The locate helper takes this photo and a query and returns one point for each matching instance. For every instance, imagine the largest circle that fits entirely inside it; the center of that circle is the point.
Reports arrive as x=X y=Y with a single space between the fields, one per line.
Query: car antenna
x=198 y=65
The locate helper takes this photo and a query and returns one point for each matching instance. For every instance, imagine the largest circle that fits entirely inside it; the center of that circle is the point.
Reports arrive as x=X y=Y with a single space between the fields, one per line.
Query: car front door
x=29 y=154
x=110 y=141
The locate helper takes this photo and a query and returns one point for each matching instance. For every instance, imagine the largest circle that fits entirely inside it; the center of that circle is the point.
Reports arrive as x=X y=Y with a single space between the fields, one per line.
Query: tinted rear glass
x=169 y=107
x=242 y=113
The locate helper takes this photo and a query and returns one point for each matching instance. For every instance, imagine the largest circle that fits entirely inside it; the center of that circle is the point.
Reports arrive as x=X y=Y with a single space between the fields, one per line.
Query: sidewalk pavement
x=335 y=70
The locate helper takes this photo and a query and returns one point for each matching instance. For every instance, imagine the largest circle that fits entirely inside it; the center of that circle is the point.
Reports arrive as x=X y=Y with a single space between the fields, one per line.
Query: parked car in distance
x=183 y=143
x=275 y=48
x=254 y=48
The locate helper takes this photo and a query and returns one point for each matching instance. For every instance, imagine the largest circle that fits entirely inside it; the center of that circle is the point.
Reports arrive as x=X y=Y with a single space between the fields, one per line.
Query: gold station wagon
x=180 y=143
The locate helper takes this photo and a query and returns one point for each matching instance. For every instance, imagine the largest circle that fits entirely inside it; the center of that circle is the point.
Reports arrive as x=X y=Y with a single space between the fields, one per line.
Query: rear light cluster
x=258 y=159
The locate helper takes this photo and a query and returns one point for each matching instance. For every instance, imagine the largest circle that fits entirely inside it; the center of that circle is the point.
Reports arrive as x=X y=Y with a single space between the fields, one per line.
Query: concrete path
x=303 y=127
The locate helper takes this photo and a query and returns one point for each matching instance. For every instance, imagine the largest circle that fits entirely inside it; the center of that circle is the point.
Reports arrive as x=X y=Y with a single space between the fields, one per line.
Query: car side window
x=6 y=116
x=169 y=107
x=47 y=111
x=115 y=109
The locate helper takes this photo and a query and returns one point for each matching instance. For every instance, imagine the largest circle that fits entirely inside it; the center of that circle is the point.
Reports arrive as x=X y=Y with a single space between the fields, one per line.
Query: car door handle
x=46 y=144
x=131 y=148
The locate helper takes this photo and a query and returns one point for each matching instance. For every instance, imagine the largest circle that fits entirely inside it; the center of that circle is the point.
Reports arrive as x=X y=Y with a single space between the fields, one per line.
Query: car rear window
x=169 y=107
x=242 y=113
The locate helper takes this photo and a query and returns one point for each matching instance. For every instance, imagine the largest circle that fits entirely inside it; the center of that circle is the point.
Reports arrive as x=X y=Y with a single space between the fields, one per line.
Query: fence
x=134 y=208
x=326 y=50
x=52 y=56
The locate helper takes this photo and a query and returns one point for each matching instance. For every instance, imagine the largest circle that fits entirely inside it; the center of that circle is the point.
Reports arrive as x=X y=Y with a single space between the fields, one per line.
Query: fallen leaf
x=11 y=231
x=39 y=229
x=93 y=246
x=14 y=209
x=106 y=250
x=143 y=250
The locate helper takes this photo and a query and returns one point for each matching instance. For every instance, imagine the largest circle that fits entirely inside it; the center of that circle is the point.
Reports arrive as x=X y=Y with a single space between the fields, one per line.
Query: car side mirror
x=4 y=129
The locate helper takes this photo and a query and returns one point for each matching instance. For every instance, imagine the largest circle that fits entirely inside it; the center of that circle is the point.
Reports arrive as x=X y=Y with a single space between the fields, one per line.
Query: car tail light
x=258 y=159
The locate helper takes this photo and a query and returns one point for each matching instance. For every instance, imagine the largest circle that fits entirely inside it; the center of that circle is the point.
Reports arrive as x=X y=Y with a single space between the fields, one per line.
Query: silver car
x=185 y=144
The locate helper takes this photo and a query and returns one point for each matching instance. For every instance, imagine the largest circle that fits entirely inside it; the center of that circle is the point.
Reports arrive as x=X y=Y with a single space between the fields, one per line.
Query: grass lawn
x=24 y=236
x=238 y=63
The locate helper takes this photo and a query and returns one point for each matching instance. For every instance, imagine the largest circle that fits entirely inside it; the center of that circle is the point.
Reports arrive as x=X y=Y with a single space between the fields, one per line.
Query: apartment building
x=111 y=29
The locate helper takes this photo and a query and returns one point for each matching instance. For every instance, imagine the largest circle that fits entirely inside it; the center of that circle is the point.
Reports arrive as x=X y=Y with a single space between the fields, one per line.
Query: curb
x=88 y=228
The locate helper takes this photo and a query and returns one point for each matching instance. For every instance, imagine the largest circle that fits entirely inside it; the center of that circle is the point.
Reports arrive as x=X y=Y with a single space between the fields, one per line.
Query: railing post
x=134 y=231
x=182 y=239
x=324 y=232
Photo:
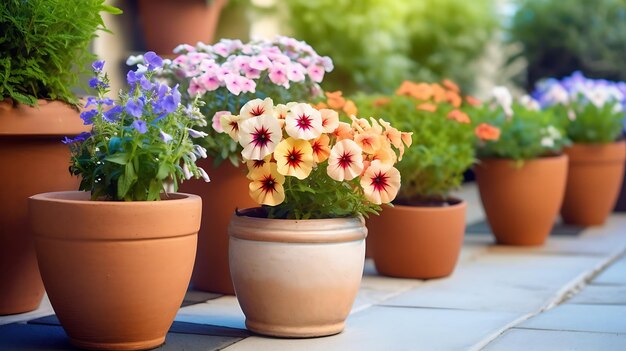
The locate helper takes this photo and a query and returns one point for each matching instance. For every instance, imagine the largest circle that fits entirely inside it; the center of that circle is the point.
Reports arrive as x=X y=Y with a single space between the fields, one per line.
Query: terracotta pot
x=227 y=191
x=417 y=242
x=522 y=203
x=296 y=278
x=115 y=272
x=34 y=161
x=593 y=182
x=168 y=23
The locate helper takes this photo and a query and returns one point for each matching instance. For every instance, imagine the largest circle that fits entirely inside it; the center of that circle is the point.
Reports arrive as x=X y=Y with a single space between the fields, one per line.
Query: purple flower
x=113 y=114
x=87 y=116
x=140 y=126
x=152 y=60
x=79 y=138
x=135 y=108
x=97 y=66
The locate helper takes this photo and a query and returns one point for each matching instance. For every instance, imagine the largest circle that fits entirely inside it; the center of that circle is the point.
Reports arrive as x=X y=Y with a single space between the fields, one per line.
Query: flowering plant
x=444 y=137
x=526 y=131
x=304 y=163
x=137 y=145
x=228 y=74
x=591 y=110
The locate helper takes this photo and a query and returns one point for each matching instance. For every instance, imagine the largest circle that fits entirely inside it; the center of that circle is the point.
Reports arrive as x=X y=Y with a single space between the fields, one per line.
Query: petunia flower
x=303 y=122
x=321 y=148
x=380 y=182
x=345 y=161
x=330 y=120
x=266 y=187
x=259 y=136
x=294 y=157
x=257 y=107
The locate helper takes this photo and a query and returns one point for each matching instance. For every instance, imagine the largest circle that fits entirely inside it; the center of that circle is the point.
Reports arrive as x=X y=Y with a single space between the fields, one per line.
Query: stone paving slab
x=551 y=340
x=577 y=317
x=395 y=328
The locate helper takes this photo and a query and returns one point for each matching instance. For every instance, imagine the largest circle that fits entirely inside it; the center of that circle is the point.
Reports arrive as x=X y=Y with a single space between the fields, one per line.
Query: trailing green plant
x=590 y=110
x=139 y=145
x=443 y=137
x=526 y=131
x=376 y=44
x=44 y=46
x=560 y=37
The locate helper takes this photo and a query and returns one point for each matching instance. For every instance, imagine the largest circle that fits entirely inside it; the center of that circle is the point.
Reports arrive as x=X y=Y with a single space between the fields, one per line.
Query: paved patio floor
x=569 y=294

· · · ·

Extract every line of the listing above word for word, leaving the pictures out of your answer.

The locate helper takes this photo and a query and returns one point for each matching instance. For every instance, imagine the largest circle that fits entirely inside it; the center of that circle is the point.
Reports arrive as x=X y=Y with a single space between the fields, one per line.
Query: car antenna
x=198 y=65
The locate helper takes this photo and a query and returns one point for each matching instance. For every instance, imagine the largest circle that fits entirely inside it; the center of that circle is the point.
Reports arrive as x=X y=Y with a single space between the fields, one per line.
Query: car front door
x=29 y=154
x=110 y=141
The locate helper takes this photo and a query and returns one point for each matching instance. For every instance, imagine the largest circle that fits entirely inside it; the center of that circle is the point.
Reports arrive as x=X y=Y with a single space between the fields, one per line.
Query: tinted rear glass
x=169 y=107
x=242 y=113
The locate helper takes this photo and a query and returns one point for each matching instance. For every instance, imagine the largest circle that fits entirely inside it; the center of that circle is the point.
Reports arrive as x=X y=Y with a single space between the fields, one per line.
Query: sidewalk pavement
x=335 y=70
The locate helper takes this photo and a query and returns one point for each matching instance. For every instance, imagine the largest circle that fits entirely inside it; the center of that circle is the point.
Reports arrive as x=X y=Y with a single space between the fields, one per line.
Query: parked car in distance
x=183 y=143
x=275 y=48
x=254 y=48
The locate helper takes this photo and a query and returns one point for each matching instance. For every instance, imagine the largest circle that fits entirely inside it; the center of that circle is the point.
Reports arrive as x=X y=Y with a single space between the fields, one per line.
Query: gold station wagon
x=180 y=143
The locate helper takes this photo and a query and returns one point for each matching instance. For every instance, imagine the largest circle that fits entirely inside it; the center of that circle is the point.
Reports arrive as x=X y=Y with a single space between the fields, one per line.
Query: rear light cluster
x=258 y=159
The locate helper takes this photo and a query and returns one point for each matching instance. For every instance, imagine the largest circle that fits entirely inside it; the center of that circle is the point.
Reports arrive as x=X y=Y with a single space between the fields, one per line.
Query: concrete path
x=303 y=127
The locate helper takes this photo and a query and returns one point for each matching instance. For every instance, imagine the largest circle that fits entirely inside it; the center of that circle is the point.
Reports arrive as x=X y=Y with a single space between the fields, one per line.
Query: car side window
x=6 y=116
x=169 y=107
x=47 y=111
x=115 y=109
The locate helper takes this photo and a query and returns one point for each matching instance. For every instance, imagine the largest circle that fits entirely inside it; the center of that circle is the point.
Reports arrive as x=X y=Y with a single space between the fields, one per line.
Query: car door handle
x=46 y=144
x=131 y=148
The locate helper takes this photo and a query and returns one point for each matching instance. For every instance, imagine the largest circle that fits entirely inside it; the center of that circle is the point.
Reports arrive as x=X y=Y with a single space between the fields, one per line.
Query: car rear window
x=169 y=107
x=242 y=113
The locate helper takes this photo and a query and returns one point for each matching instance. For every instance, imagine the largest circle that fits entirely inside it; the center of that circle is the point.
Reports arrive as x=X y=Y with a single space between the fields, one per line.
Query: fence
x=134 y=208
x=326 y=50
x=52 y=56
The locate helper takes this photo and a query and returns one point for each matching instance. For every instance, imagine the largest circle that fits entirely inside it; the center of that circle is the point.
Reports arrive as x=X y=Y with a single space between the fields, one per line.
Query: fallen leaf
x=11 y=231
x=39 y=229
x=93 y=246
x=14 y=209
x=106 y=250
x=143 y=250
The locate helper takes this photo and a query and returns one point for each matching instance. For every instance, imagine the largest circle that fits entirely inside it; the center of that circle is the point.
Reports arrive as x=X y=Y with a single space between the fields, one per line.
Query: car side mirror
x=4 y=129
The locate helper takes this photo and a query and returns one point for each matching instance. For every instance, imagine the largest circle that fits entirely inside it; the center of that circle is the point.
Reports arrive as x=X y=Y with a single space between the fields, one per line.
Query: car tail light
x=258 y=159
The locate helper takes this photo and a query and returns one point for each matching instance. For every instance, imagine the largest circle that fits entirely inside it; the center of that circle is the point.
Reports arrive as x=X y=Y with a single space between the fields, one per line.
Query: silver car
x=185 y=144
The locate helper takes this photo and a query and returns one point for each matching instance. For every instance, imagine the largest circle that fits entirely inside it; the center of that circle is the point.
Reports arrive as x=X y=Y with a single space between the fields, one per line.
Query: grass lawn
x=24 y=236
x=238 y=63
The locate helper takes this photo and a query and returns one point for each matching instance. For every instance, imagine the largest circle that fits entirely inside it; the center of that circle is the point.
Reports arrive as x=X y=Y with a single space between the fields, one per line.
Query: apartment building
x=111 y=29
The locate helper takes this photo and a query and returns one point for each matching instance. For every instance, imagine the largest circle that fits entirely inside it; the center of that circle is the point.
Reports arrive as x=X y=Y with a single space between the fields, one per line.
Query: curb
x=88 y=228
The locate helper takes this photo and a query and returns one point for each matching instance. For every instance, imagine the largest circle that fits entirely inside it; the center of that circle is the point.
Reports arrive as x=X y=Y with a single space between the fields, one per line.
Query: railing post
x=134 y=231
x=182 y=239
x=324 y=232
Photo:
The locate helper takes this photo and a query and returns one point for each matching instance. For every instance, imagine the largest circle that fits entirely inside it; the center of that circle is the point.
Reports arrive as x=X y=Y with a single space between the fields, one per line.
Query: terracotta pot
x=227 y=191
x=417 y=242
x=522 y=203
x=296 y=278
x=115 y=272
x=34 y=161
x=593 y=182
x=168 y=23
The locate helper takes this photo and a query and returns one point for each matching instance. For every instance, imagine the largest circle that fits entirely inside it; the center of that circle is the point.
Reports arrive as x=X y=Y with a single space between the fields, one per line.
Query: purple flower
x=113 y=114
x=87 y=116
x=140 y=126
x=152 y=60
x=79 y=138
x=135 y=108
x=97 y=66
The locate helper takes this photo and a query and returns one point for each matching instance. For every instance, imagine the largest circle that fits entirely inside it; the center of that circle is the point.
Reports arrive as x=X y=Y with a single space between the fields, one per line.
Query: flowering plant
x=444 y=137
x=526 y=131
x=304 y=163
x=137 y=145
x=228 y=74
x=591 y=110
The locate helper takes this photo and a query and returns one point for each matching instance. For every instance, imagine the largest circle that fits entirely inside it; the center of that circle is the point.
Reports arrive as x=X y=Y with a single space between the fields, one per line.
Query: petunia flower
x=303 y=122
x=321 y=148
x=380 y=182
x=345 y=161
x=330 y=120
x=266 y=187
x=259 y=136
x=294 y=157
x=257 y=107
The locate helper takes this photo and a query and returns one point for each matching instance. For every instance, imagine the largest circle that fits entirely inside it; the center of that circle is the point.
Reports arrive as x=X y=Y with a single space between the fields, one per line.
Query: stone paving slab
x=551 y=340
x=577 y=317
x=395 y=328
The locate helper takes this photo and a query and returns one point for each matching instance. For every instance, imagine the largest circle that fits entirely inside it; the center of that circle is the point.
Reports arrive as x=X y=Y with a single space between the fields, one per line.
Query: trailing green plant
x=590 y=110
x=139 y=145
x=443 y=137
x=526 y=131
x=376 y=44
x=44 y=46
x=560 y=37
The locate helper takes this photo and a query and returns one point for each matching instance. For every instance, imagine the largest circle that fits entirely inside it; the center of that circle is the point.
Reports arrive as x=X y=Y with a single space between the fields, one per line.
Query: paved patio floor
x=569 y=294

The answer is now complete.